Referring expression data:
----------------------------------------
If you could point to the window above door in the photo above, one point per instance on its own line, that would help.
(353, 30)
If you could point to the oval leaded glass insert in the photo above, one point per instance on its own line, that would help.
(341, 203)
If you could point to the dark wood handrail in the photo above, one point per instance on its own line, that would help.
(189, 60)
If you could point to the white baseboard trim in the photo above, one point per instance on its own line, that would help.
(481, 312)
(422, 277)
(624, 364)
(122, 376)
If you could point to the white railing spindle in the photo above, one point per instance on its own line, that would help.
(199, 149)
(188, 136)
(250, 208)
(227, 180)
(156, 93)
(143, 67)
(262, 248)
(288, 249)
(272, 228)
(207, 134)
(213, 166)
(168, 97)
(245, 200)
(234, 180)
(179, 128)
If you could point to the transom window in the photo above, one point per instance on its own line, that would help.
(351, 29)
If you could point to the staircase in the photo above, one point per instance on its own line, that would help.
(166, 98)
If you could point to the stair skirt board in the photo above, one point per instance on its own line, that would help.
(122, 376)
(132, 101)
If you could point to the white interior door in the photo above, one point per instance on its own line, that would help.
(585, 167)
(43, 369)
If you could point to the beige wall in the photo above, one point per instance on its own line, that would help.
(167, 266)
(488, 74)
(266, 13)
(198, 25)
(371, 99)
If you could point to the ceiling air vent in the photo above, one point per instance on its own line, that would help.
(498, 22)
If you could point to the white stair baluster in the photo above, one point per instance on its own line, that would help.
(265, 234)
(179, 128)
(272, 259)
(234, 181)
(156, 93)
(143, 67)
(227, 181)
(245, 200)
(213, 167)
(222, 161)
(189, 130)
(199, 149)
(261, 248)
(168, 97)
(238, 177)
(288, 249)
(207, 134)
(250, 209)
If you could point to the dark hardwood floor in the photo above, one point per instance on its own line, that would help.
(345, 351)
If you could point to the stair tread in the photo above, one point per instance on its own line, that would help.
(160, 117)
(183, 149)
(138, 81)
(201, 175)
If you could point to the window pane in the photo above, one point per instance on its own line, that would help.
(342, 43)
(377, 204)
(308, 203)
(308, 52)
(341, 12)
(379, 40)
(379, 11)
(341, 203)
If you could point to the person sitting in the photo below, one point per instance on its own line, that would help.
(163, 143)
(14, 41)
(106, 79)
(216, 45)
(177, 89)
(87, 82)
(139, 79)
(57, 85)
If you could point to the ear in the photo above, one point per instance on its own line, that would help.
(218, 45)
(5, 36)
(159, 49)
----------------------------------------
The problem: Print all of the records, leaving each one exactly as it appears above.

Answer to the problem:
If you could point to the window above door in the photo above, one point per instance on its own line, that would help.
(353, 30)
If you could point to the oval leaded glass insert in the photo above, one point per instance on its own line, that would help.
(341, 203)
If you could point to the dark wood handrail in the photo above, one point per instance on its own line, that would help.
(189, 60)
If you could point to the white baseboard trim in the photo above, one point per instance on its own line, that would help.
(481, 312)
(422, 277)
(624, 364)
(122, 376)
If you could point to the white railing spindle in the photo above, one point per instance on its own line, that would help.
(199, 149)
(188, 136)
(250, 208)
(227, 180)
(156, 93)
(143, 67)
(262, 248)
(288, 249)
(272, 228)
(207, 134)
(213, 166)
(168, 97)
(245, 200)
(234, 180)
(179, 128)
If you could point to the transom window in the photo above, one point per instance on its own line, that would help.
(351, 29)
If you could point to the staircase in the photo above, one point per instance on its own line, that would help.
(166, 98)
If you could point to the stair skirt board in the photo above, one point per instance on its own line, that would help.
(122, 376)
(132, 101)
If you could point to the white interior door in the photo above, one point per instance on its own line, that would help.
(585, 167)
(43, 369)
If you could point to the beige wall in the photo above, one point per instance on its own line, that would help.
(167, 266)
(488, 74)
(266, 13)
(198, 25)
(371, 99)
If you could point to the ceiling air vent in the photo above, one point per instance on its own line, that would help.
(498, 22)
If you could point to the white stair baluster in the photo above, one point per instance on its own line, that would help.
(265, 234)
(179, 128)
(272, 259)
(234, 181)
(156, 93)
(143, 67)
(227, 181)
(245, 200)
(213, 167)
(222, 161)
(189, 130)
(199, 149)
(261, 248)
(168, 97)
(238, 177)
(288, 249)
(207, 134)
(250, 209)
If you could point to the dark hardwood floor in the photo above, one point per instance on its own line, that would help.
(345, 351)
If you could point to the stair tread in the photo above, one point per instance on its own line, that would help.
(160, 117)
(183, 149)
(138, 81)
(201, 175)
If you could point to the window pane in the photo above, one point per instance on its own line, that would help.
(342, 43)
(377, 204)
(308, 203)
(308, 52)
(341, 12)
(379, 40)
(379, 11)
(341, 203)
If you could point to the person sitting in the photo below, one point per instance on its own line, that would help.
(163, 143)
(14, 41)
(106, 79)
(216, 45)
(177, 89)
(87, 82)
(139, 79)
(57, 85)
If you could point to the ear in the photo above, one point per instance on its own line, that would help.
(218, 45)
(5, 36)
(159, 49)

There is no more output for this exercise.